**Problem**
Set down each entry from the block beneath, exactly as written.

╭─ Provided entries

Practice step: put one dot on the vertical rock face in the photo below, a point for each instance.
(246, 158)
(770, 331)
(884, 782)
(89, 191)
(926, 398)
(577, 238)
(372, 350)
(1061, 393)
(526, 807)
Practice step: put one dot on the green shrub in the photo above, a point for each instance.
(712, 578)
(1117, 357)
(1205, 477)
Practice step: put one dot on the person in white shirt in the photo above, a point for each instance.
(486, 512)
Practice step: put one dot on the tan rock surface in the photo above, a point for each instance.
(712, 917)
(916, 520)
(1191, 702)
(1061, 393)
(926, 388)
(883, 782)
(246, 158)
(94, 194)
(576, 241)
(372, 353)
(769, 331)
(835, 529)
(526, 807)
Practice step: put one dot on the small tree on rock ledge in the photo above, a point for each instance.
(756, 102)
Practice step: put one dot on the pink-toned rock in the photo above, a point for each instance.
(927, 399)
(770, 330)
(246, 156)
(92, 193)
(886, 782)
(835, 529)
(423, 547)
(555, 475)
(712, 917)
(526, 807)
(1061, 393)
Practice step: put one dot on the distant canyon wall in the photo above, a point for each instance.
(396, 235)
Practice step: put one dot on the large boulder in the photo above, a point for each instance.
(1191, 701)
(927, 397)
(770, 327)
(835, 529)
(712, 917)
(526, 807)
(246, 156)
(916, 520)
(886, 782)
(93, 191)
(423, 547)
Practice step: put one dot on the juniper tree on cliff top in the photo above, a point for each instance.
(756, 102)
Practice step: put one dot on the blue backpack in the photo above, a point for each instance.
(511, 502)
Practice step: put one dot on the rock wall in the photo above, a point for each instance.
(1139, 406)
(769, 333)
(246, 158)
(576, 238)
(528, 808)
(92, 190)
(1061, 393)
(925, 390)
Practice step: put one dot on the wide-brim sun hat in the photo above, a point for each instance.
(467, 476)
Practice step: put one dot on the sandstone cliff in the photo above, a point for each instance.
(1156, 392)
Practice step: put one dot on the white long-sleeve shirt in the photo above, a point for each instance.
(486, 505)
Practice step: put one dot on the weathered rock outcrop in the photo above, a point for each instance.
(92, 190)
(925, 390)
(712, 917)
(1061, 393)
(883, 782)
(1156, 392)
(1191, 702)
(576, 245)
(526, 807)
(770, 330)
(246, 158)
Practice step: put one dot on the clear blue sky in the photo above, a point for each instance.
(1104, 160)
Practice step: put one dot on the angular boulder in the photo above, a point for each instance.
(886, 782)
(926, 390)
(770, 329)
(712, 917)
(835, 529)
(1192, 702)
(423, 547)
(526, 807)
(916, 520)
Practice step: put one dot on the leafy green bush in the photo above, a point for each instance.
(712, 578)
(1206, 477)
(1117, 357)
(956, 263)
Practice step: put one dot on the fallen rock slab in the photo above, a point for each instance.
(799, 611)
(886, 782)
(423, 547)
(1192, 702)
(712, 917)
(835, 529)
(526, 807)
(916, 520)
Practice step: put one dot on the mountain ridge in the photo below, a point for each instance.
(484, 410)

╰─

**Written answer**
Practice step: put one dot on the vertical rock face in the photo below, a point for each instance.
(246, 158)
(770, 331)
(884, 782)
(89, 191)
(926, 398)
(577, 238)
(372, 350)
(1061, 393)
(526, 807)
Practice step: put one dot on the green shrub in the photo above, a point for each instance.
(712, 578)
(1117, 357)
(1205, 477)
Practice step: put one dot on the person in white shirt in the photo above, a point for each instance.
(486, 512)
Practice step: put one dot on the tan rock surface in the photo above, a point for each instance.
(712, 917)
(916, 520)
(1191, 702)
(1061, 393)
(926, 388)
(883, 782)
(246, 158)
(94, 194)
(576, 241)
(372, 353)
(769, 331)
(835, 529)
(526, 807)
Practice step: put one dot on the small tree on rock ledge in the photo above, a point for each instance.
(756, 102)
Practice step: put one dot on the pink-toned rock in the photo above, a point for each instance.
(927, 399)
(770, 330)
(246, 156)
(92, 193)
(886, 782)
(835, 529)
(423, 547)
(555, 475)
(712, 917)
(526, 807)
(1061, 393)
Practice step: put one dot on the distant canyon wall in the photo above, a point for each instance.
(396, 235)
Practice step: put one dot on the large boulder in the photo above, a point for each instance.
(1191, 701)
(927, 397)
(770, 327)
(835, 529)
(712, 917)
(526, 807)
(246, 156)
(916, 520)
(886, 782)
(93, 191)
(423, 547)
Practice step: put one dot on the juniper tree on cliff top in the photo above, a point for each instance.
(756, 102)
Practice step: put one dot on the blue backpack in the photo above, a point for each instance.
(511, 502)
Practice step: put one dot on the rock wall in the photo above, a point for each instance.
(1139, 406)
(769, 333)
(246, 158)
(576, 238)
(528, 808)
(92, 190)
(1061, 393)
(925, 390)
Practice step: put one dot on the wide-brim sun hat in the photo above, a point for each instance.
(467, 476)
Practice step: put one dot on the sandstone cliff in the photo above, a point for each instance.
(1156, 392)
Practice step: put one dot on the white long-sleeve shirt in the photo above, a point for each instance.
(486, 505)
Practice step: put one dot on the weathered rock outcrop in the photo above, a point for each instance.
(92, 190)
(925, 390)
(712, 917)
(1061, 393)
(883, 782)
(1156, 392)
(1191, 702)
(576, 245)
(526, 807)
(770, 330)
(246, 158)
Practice step: put one dot on the clear blue sky in the photo above, a point for each instance.
(1104, 160)
Practice step: put one dot on the angular boulder in the photo above, a point for each instance.
(886, 782)
(926, 390)
(770, 329)
(712, 917)
(835, 529)
(1192, 702)
(423, 547)
(526, 807)
(916, 520)
Practice step: put one dot on the leafy green bush in the photo above, a point for each instance.
(712, 578)
(1206, 477)
(1117, 357)
(956, 263)
Practice step: put one dot on the fallen rock slab in the photo above, a point for each instance.
(799, 611)
(886, 782)
(423, 547)
(1192, 702)
(712, 917)
(835, 529)
(526, 807)
(916, 520)
Practice step: put one dot on the mountain ridge in the photo below, a point for each instance.
(484, 410)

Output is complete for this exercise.